───── Input data ─────

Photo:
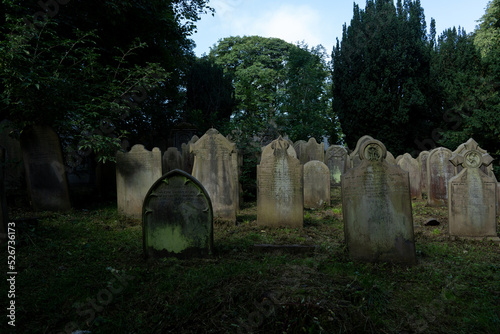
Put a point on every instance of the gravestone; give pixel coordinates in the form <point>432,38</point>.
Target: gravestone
<point>45,172</point>
<point>300,149</point>
<point>422,163</point>
<point>14,167</point>
<point>409,164</point>
<point>171,160</point>
<point>216,167</point>
<point>136,171</point>
<point>390,158</point>
<point>316,184</point>
<point>188,156</point>
<point>472,195</point>
<point>177,217</point>
<point>376,206</point>
<point>280,197</point>
<point>439,172</point>
<point>313,151</point>
<point>3,204</point>
<point>336,158</point>
<point>354,156</point>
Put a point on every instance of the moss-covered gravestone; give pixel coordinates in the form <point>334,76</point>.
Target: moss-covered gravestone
<point>472,202</point>
<point>177,217</point>
<point>376,206</point>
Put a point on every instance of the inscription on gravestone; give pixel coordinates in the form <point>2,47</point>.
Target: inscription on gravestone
<point>45,172</point>
<point>177,217</point>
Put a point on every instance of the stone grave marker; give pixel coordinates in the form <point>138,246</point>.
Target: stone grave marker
<point>472,195</point>
<point>354,156</point>
<point>376,206</point>
<point>336,158</point>
<point>216,167</point>
<point>3,203</point>
<point>313,151</point>
<point>316,184</point>
<point>177,217</point>
<point>136,171</point>
<point>280,197</point>
<point>188,155</point>
<point>439,172</point>
<point>45,172</point>
<point>172,159</point>
<point>409,164</point>
<point>422,163</point>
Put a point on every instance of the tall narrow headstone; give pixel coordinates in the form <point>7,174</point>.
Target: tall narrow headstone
<point>45,172</point>
<point>216,167</point>
<point>3,204</point>
<point>354,156</point>
<point>171,160</point>
<point>440,170</point>
<point>336,158</point>
<point>280,197</point>
<point>422,163</point>
<point>177,217</point>
<point>409,164</point>
<point>376,206</point>
<point>472,202</point>
<point>316,184</point>
<point>136,171</point>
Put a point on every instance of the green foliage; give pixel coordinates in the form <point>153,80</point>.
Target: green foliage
<point>380,75</point>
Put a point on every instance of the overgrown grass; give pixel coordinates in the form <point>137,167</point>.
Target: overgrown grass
<point>85,270</point>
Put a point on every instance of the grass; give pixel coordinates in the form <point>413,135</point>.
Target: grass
<point>85,270</point>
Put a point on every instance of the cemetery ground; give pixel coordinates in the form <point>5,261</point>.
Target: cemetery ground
<point>85,270</point>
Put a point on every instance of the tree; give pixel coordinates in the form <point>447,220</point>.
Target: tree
<point>87,70</point>
<point>381,75</point>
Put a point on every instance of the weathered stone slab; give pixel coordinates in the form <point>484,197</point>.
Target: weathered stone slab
<point>177,217</point>
<point>4,219</point>
<point>354,156</point>
<point>136,171</point>
<point>216,167</point>
<point>14,167</point>
<point>472,204</point>
<point>422,163</point>
<point>316,184</point>
<point>280,197</point>
<point>376,206</point>
<point>410,165</point>
<point>336,158</point>
<point>440,170</point>
<point>45,172</point>
<point>188,155</point>
<point>172,159</point>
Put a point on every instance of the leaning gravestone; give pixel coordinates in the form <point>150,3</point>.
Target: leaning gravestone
<point>280,197</point>
<point>422,163</point>
<point>136,171</point>
<point>45,172</point>
<point>216,167</point>
<point>316,184</point>
<point>439,172</point>
<point>177,217</point>
<point>354,156</point>
<point>410,165</point>
<point>336,160</point>
<point>172,159</point>
<point>472,202</point>
<point>376,205</point>
<point>3,204</point>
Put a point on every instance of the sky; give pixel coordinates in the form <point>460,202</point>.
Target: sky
<point>313,21</point>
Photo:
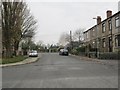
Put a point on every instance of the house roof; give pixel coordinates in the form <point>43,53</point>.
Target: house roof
<point>103,21</point>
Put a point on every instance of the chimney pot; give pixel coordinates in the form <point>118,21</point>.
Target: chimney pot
<point>109,13</point>
<point>98,19</point>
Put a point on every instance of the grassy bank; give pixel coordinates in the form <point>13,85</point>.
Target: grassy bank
<point>13,60</point>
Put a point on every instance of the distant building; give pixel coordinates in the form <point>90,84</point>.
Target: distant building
<point>105,36</point>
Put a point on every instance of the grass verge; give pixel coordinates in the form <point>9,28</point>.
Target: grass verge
<point>13,60</point>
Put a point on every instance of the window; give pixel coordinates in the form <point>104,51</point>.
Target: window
<point>110,25</point>
<point>93,32</point>
<point>117,21</point>
<point>117,40</point>
<point>103,27</point>
<point>103,42</point>
<point>87,35</point>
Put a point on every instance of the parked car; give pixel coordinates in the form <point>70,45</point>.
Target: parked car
<point>33,53</point>
<point>63,52</point>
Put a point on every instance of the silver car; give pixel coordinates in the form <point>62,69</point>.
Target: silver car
<point>33,53</point>
<point>63,52</point>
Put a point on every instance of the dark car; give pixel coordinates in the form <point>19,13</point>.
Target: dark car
<point>63,52</point>
<point>33,53</point>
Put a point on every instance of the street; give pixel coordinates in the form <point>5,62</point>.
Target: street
<point>55,71</point>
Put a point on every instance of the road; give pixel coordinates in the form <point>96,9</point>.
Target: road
<point>55,71</point>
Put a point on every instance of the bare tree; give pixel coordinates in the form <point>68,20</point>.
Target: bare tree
<point>17,23</point>
<point>78,34</point>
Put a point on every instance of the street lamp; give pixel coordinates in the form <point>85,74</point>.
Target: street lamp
<point>97,38</point>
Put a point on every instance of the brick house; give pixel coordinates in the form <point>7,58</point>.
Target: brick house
<point>105,36</point>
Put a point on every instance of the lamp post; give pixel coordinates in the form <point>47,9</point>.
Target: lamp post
<point>97,40</point>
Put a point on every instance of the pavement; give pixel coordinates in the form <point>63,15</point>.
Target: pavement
<point>26,61</point>
<point>34,59</point>
<point>56,71</point>
<point>101,61</point>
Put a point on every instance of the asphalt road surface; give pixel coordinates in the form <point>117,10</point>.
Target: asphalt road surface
<point>55,71</point>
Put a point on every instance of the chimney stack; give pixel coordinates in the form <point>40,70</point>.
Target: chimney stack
<point>98,19</point>
<point>109,13</point>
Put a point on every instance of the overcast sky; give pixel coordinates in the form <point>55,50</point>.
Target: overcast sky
<point>54,18</point>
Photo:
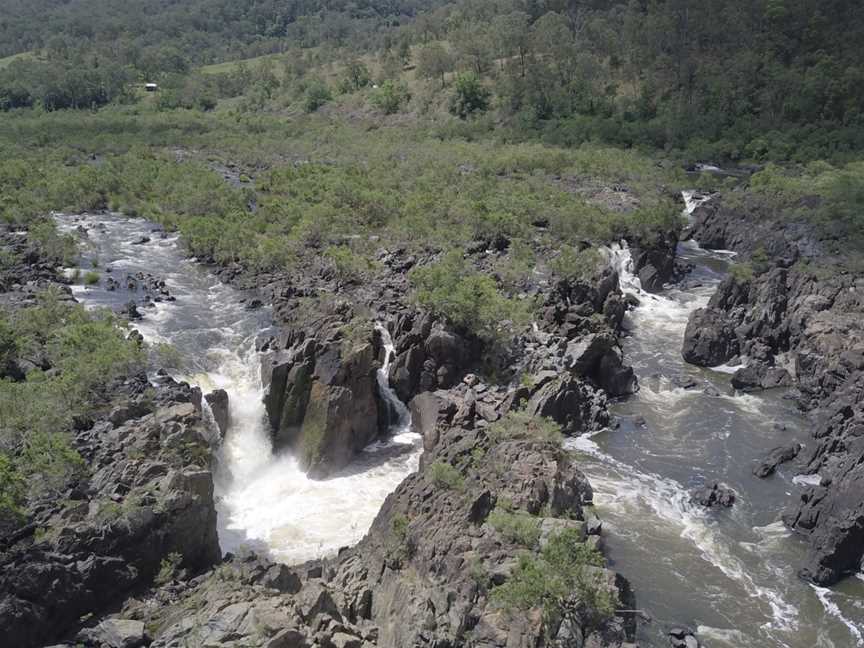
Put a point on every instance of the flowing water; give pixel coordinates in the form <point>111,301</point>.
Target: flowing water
<point>264,500</point>
<point>729,574</point>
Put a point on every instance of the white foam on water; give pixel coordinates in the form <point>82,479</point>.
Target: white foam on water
<point>807,480</point>
<point>263,499</point>
<point>721,636</point>
<point>633,491</point>
<point>824,595</point>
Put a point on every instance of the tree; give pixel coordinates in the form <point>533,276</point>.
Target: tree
<point>357,74</point>
<point>469,95</point>
<point>390,97</point>
<point>475,47</point>
<point>317,94</point>
<point>404,52</point>
<point>512,36</point>
<point>434,61</point>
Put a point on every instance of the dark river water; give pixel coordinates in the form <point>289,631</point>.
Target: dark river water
<point>264,500</point>
<point>729,574</point>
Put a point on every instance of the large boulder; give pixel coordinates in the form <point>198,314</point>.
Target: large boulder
<point>759,375</point>
<point>831,515</point>
<point>776,457</point>
<point>709,339</point>
<point>217,400</point>
<point>572,403</point>
<point>323,401</point>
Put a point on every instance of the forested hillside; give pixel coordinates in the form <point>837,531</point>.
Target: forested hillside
<point>752,79</point>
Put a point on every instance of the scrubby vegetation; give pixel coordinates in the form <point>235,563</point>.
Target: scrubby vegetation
<point>516,526</point>
<point>446,476</point>
<point>831,196</point>
<point>467,298</point>
<point>563,580</point>
<point>520,425</point>
<point>58,362</point>
<point>657,75</point>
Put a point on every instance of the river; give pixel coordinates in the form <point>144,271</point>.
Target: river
<point>730,574</point>
<point>264,501</point>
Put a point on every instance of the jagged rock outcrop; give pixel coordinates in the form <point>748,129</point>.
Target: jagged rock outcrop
<point>799,324</point>
<point>424,573</point>
<point>428,356</point>
<point>218,403</point>
<point>775,458</point>
<point>148,495</point>
<point>654,260</point>
<point>322,399</point>
<point>831,514</point>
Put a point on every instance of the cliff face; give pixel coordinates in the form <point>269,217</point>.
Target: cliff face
<point>322,400</point>
<point>799,321</point>
<point>148,496</point>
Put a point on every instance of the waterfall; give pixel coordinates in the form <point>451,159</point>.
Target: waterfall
<point>401,423</point>
<point>264,500</point>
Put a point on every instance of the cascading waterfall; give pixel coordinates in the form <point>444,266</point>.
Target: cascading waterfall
<point>264,500</point>
<point>730,573</point>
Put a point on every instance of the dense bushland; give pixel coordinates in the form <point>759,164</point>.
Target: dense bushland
<point>57,361</point>
<point>730,79</point>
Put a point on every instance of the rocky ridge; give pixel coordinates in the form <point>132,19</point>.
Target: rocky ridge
<point>149,523</point>
<point>797,321</point>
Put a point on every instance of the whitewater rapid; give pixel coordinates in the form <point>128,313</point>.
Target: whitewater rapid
<point>264,501</point>
<point>729,574</point>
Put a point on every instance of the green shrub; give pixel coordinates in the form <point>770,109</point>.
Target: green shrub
<point>470,300</point>
<point>469,95</point>
<point>349,265</point>
<point>561,576</point>
<point>168,568</point>
<point>87,351</point>
<point>91,278</point>
<point>390,96</point>
<point>399,546</point>
<point>516,526</point>
<point>577,265</point>
<point>519,424</point>
<point>446,476</point>
<point>742,272</point>
<point>317,94</point>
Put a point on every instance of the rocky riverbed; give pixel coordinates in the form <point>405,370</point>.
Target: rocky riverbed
<point>798,323</point>
<point>200,519</point>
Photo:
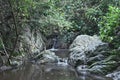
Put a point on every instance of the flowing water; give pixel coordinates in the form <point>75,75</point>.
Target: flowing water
<point>31,71</point>
<point>50,71</point>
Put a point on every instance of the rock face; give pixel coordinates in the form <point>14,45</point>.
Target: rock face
<point>114,75</point>
<point>46,56</point>
<point>31,42</point>
<point>82,45</point>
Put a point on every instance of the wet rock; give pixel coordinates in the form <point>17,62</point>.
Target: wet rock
<point>31,42</point>
<point>91,51</point>
<point>3,68</point>
<point>46,56</point>
<point>114,75</point>
<point>82,47</point>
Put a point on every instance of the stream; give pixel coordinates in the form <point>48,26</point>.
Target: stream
<point>49,71</point>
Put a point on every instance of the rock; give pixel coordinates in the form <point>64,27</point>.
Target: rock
<point>91,51</point>
<point>31,42</point>
<point>114,75</point>
<point>81,46</point>
<point>46,56</point>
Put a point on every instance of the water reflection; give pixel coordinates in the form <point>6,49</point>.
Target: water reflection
<point>31,71</point>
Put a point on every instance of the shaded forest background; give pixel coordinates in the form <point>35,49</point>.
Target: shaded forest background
<point>64,19</point>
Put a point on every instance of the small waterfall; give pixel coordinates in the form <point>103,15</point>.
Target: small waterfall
<point>84,67</point>
<point>62,61</point>
<point>54,45</point>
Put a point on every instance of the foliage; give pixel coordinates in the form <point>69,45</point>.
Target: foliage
<point>108,25</point>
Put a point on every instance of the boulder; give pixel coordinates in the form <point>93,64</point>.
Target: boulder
<point>82,47</point>
<point>91,51</point>
<point>46,56</point>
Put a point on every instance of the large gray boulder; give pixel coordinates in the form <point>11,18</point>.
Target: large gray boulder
<point>81,46</point>
<point>46,56</point>
<point>91,51</point>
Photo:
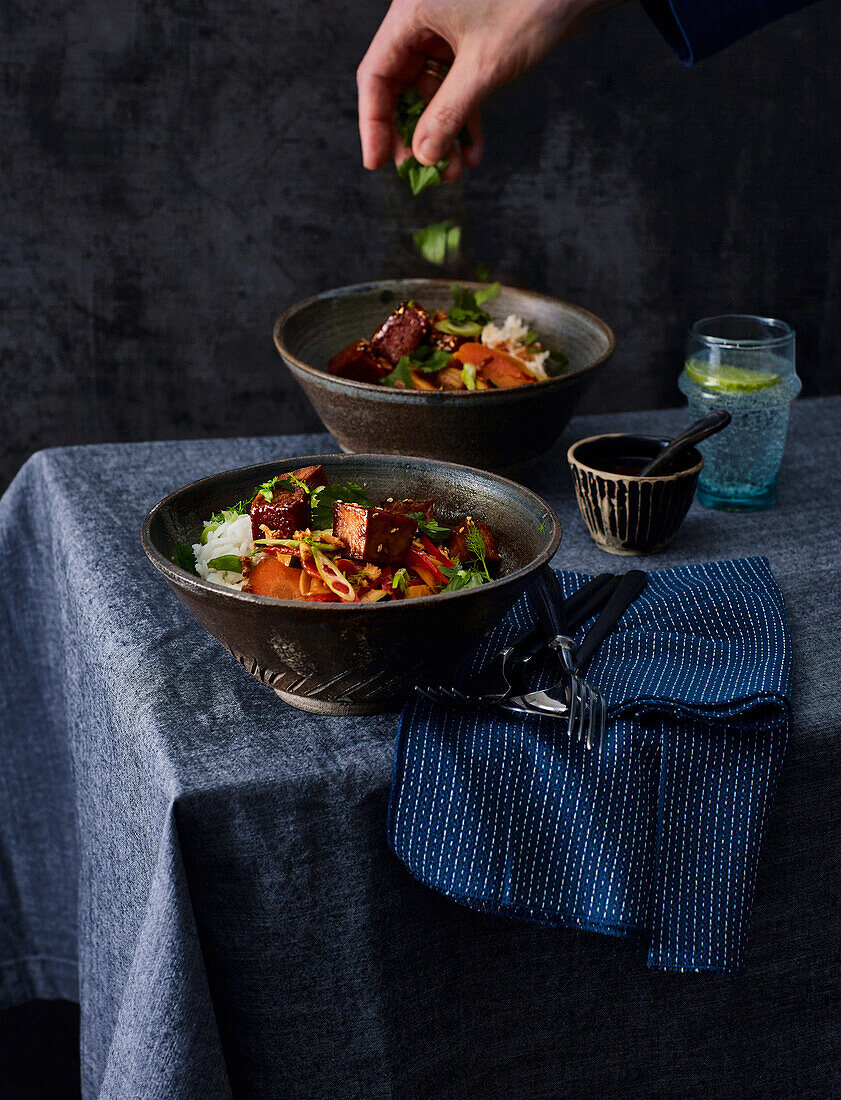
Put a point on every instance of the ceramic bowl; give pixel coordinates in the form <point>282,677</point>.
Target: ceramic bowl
<point>626,514</point>
<point>494,429</point>
<point>357,658</point>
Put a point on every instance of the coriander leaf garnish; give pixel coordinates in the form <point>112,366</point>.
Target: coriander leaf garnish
<point>227,562</point>
<point>400,580</point>
<point>401,376</point>
<point>223,517</point>
<point>184,557</point>
<point>323,498</point>
<point>430,527</point>
<point>475,543</point>
<point>435,362</point>
<point>462,576</point>
<point>467,306</point>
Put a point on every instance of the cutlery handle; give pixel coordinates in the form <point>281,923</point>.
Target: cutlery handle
<point>549,602</point>
<point>584,594</point>
<point>594,601</point>
<point>628,589</point>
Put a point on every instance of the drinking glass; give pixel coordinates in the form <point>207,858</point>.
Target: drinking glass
<point>747,365</point>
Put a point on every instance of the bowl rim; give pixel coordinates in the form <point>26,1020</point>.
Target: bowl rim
<point>576,463</point>
<point>185,580</point>
<point>424,395</point>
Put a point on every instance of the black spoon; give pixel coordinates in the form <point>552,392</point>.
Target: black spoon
<point>707,426</point>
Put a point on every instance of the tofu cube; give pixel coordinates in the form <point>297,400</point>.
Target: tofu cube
<point>401,332</point>
<point>358,363</point>
<point>373,534</point>
<point>289,508</point>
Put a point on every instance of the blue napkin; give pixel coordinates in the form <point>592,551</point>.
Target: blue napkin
<point>657,836</point>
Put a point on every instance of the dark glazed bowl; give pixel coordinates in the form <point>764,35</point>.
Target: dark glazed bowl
<point>495,429</point>
<point>357,658</point>
<point>629,515</point>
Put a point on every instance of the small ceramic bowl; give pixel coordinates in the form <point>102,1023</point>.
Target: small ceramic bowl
<point>627,514</point>
<point>494,429</point>
<point>357,658</point>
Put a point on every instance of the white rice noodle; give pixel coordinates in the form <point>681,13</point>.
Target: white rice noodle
<point>232,537</point>
<point>510,338</point>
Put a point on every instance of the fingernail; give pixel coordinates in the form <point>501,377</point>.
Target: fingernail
<point>427,151</point>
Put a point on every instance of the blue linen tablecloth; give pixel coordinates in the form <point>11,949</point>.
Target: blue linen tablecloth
<point>656,837</point>
<point>207,869</point>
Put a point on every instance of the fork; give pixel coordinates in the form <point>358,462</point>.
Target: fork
<point>493,683</point>
<point>587,707</point>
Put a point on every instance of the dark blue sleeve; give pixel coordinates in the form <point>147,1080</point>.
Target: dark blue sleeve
<point>696,29</point>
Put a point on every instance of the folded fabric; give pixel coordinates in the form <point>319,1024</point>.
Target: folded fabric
<point>656,837</point>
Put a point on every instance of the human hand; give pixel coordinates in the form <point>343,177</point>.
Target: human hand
<point>488,44</point>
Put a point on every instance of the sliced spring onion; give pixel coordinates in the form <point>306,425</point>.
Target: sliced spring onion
<point>458,328</point>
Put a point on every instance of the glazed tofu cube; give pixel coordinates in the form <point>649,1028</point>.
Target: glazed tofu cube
<point>285,514</point>
<point>457,545</point>
<point>289,508</point>
<point>373,534</point>
<point>401,332</point>
<point>358,363</point>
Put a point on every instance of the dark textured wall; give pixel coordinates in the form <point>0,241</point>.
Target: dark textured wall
<point>176,172</point>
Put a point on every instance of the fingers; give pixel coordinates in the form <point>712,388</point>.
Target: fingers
<point>389,64</point>
<point>456,100</point>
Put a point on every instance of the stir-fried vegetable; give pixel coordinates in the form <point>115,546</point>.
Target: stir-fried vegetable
<point>343,547</point>
<point>460,349</point>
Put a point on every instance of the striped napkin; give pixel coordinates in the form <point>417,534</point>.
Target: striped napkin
<point>657,836</point>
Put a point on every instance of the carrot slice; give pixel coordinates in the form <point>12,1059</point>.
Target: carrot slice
<point>272,578</point>
<point>495,366</point>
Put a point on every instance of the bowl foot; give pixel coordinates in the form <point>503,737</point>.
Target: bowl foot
<point>335,706</point>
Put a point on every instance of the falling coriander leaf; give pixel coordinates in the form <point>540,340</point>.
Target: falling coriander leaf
<point>401,376</point>
<point>420,176</point>
<point>184,557</point>
<point>430,527</point>
<point>325,496</point>
<point>228,562</point>
<point>486,293</point>
<point>440,242</point>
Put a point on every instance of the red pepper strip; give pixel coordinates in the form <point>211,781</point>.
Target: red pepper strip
<point>436,552</point>
<point>420,560</point>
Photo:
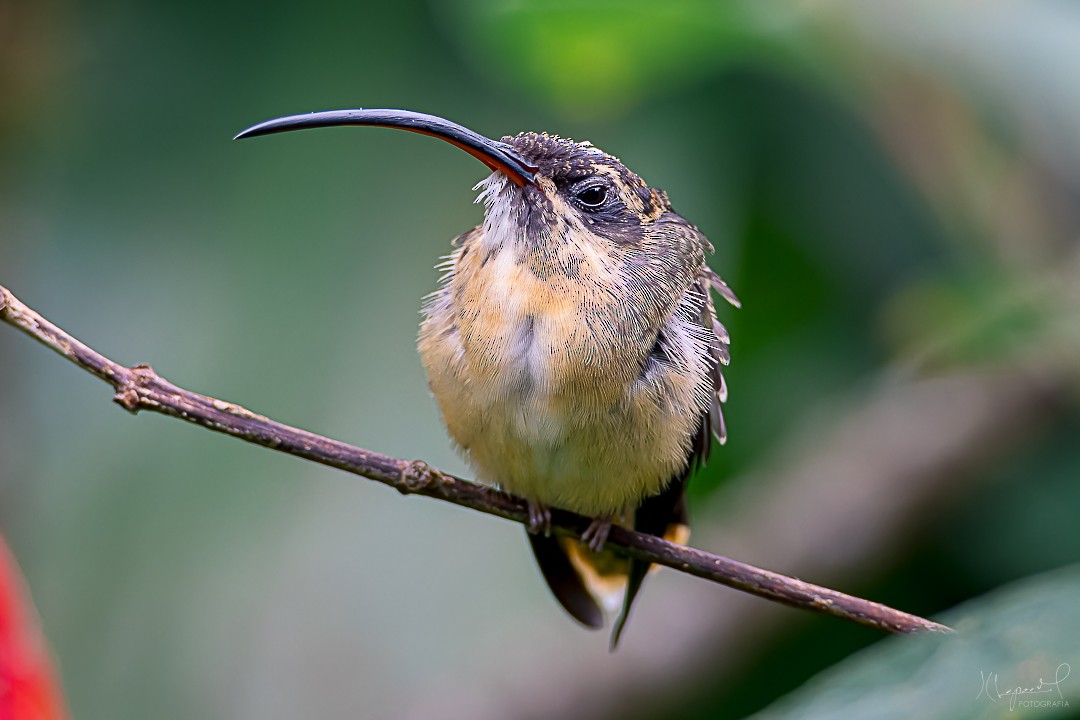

─────

* [Task goal]
From the first line of the entries above down to the line holding "Put a point on every instance of the gravestone;", quote each line exactly and nothing else, skipping pictures.

* [Final answer]
Photo:
Put a point on every instance of the gravestone; give pixel coordinates in the form <point>432,38</point>.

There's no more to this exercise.